**INFORMATION GIVEN:**
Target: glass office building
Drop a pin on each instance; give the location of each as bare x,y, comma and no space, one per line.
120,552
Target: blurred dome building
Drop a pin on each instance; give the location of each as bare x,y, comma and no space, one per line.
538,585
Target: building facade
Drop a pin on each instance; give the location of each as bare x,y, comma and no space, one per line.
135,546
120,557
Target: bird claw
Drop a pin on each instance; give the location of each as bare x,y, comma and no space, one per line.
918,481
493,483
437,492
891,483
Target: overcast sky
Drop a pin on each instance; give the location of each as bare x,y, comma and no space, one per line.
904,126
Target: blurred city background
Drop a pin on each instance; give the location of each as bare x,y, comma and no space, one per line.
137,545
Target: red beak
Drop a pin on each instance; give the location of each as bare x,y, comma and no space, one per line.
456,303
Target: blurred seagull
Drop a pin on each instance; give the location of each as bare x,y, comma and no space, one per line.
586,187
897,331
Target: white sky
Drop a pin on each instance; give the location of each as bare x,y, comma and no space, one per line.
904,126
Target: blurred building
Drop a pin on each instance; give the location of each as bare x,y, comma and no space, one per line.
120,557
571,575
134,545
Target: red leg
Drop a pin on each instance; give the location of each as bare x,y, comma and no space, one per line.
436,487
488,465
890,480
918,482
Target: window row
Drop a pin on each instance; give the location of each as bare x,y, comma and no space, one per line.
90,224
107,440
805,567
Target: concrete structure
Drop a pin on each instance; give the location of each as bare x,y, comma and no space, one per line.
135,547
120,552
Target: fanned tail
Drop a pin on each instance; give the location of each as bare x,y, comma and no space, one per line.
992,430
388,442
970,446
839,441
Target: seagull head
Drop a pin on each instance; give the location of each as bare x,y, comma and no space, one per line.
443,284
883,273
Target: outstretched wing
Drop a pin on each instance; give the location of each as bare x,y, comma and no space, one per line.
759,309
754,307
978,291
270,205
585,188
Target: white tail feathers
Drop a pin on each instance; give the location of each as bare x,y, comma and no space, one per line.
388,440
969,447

---

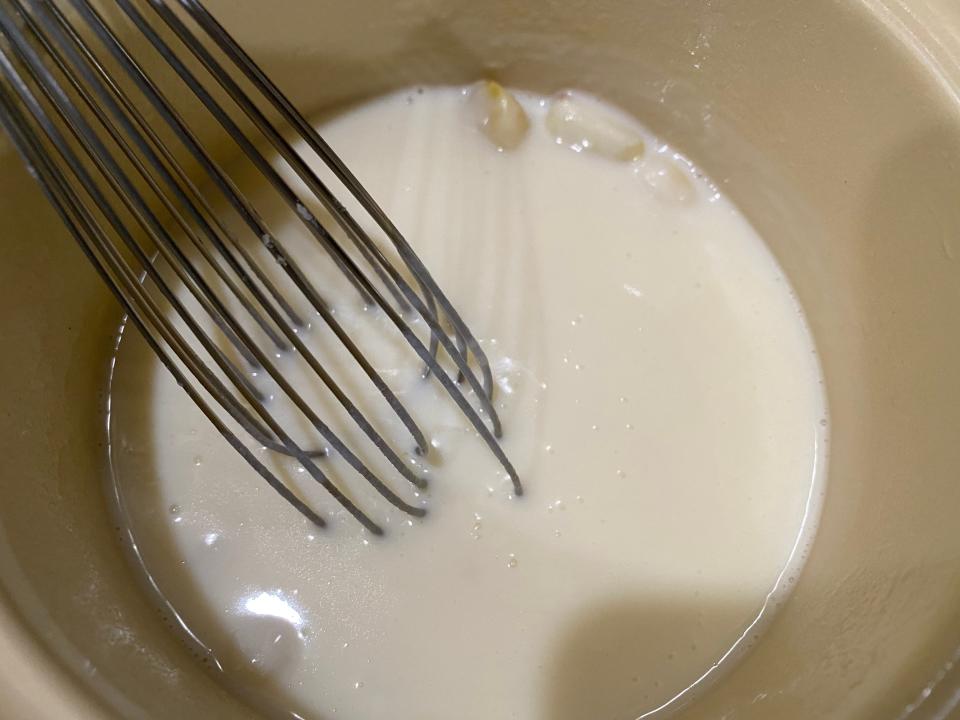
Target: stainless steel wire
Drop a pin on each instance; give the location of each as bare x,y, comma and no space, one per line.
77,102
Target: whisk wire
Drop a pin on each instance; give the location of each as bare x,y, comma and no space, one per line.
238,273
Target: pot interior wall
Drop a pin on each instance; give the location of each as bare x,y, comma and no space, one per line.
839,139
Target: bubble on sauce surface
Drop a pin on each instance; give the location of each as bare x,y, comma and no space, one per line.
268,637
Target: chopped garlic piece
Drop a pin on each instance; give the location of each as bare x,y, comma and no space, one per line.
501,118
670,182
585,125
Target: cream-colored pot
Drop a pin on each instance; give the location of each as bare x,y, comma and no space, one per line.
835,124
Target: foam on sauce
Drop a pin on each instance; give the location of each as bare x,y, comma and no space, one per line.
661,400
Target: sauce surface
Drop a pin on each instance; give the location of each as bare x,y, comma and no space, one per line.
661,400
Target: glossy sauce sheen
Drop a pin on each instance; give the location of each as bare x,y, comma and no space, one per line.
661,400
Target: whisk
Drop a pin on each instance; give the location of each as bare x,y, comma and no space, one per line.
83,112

**WHAT IS ASKED:**
From the material above, copy out every line that contains the string "tail", treating uppercase and lowercase as different.

**RESPONSE TO THIS EXERCISE:**
Target: fanned tail
Target: white tail feathers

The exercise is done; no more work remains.